Start of Exercise material
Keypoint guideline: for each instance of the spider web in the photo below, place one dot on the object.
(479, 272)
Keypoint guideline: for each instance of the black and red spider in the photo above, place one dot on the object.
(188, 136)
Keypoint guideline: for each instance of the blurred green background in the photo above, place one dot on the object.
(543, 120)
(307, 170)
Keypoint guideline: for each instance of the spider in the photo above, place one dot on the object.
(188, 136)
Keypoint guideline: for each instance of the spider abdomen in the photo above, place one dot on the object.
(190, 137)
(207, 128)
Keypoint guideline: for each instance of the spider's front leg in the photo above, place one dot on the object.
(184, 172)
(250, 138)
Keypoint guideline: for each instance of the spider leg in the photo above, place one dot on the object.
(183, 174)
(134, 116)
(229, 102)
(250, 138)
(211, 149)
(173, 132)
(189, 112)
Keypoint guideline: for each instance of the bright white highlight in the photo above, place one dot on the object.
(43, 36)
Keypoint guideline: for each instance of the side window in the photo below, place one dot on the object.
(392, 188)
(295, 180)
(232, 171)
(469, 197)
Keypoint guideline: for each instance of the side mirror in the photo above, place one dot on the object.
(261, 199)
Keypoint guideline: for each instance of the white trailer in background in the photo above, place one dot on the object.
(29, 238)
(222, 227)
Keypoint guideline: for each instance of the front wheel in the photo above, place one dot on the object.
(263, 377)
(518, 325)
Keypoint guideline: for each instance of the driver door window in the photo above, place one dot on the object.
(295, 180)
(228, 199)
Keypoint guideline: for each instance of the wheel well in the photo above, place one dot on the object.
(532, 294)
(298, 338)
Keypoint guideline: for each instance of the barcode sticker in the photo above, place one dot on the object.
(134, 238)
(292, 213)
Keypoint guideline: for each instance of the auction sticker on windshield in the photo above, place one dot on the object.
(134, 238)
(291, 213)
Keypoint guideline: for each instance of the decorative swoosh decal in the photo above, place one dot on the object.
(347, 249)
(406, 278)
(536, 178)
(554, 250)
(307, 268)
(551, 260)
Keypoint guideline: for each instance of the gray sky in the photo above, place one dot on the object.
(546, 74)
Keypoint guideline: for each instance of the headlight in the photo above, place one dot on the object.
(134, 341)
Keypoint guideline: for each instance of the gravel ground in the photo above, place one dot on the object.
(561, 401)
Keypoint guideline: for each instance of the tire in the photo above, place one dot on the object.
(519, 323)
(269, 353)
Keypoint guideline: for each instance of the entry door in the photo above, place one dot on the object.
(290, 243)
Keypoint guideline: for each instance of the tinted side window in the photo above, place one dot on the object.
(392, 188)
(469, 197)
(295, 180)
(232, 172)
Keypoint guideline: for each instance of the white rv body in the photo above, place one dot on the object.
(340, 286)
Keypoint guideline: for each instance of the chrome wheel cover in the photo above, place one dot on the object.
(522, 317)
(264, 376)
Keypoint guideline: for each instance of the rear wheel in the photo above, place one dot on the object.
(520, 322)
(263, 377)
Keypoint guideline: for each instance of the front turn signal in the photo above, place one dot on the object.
End of Exercise material
§ What is expected
Copy the entries word for word, starting at the line containing "Keypoint guideline: for each instance of the tinted" and continuing through the last line of the entries, both ends included.

§ Answer to this problem
Keypoint guideline: for each instance of the tinted side window in the photo above, place one dot on the object.
(392, 188)
(469, 197)
(295, 180)
(232, 172)
Keypoint guideline: for each instance of the white rv body in the photo above, place one dot on the object.
(340, 286)
Keypoint guideline: for each instance of the chrome wheel cover in the photo above, place one dot on the object.
(522, 317)
(264, 376)
Keypoint guideline: for each instance of the rear wheel in the photo above, place one dot on the object.
(520, 322)
(263, 377)
Keypoint guideline: for each instance of the front turn signal in the photo above, place one dot on the object.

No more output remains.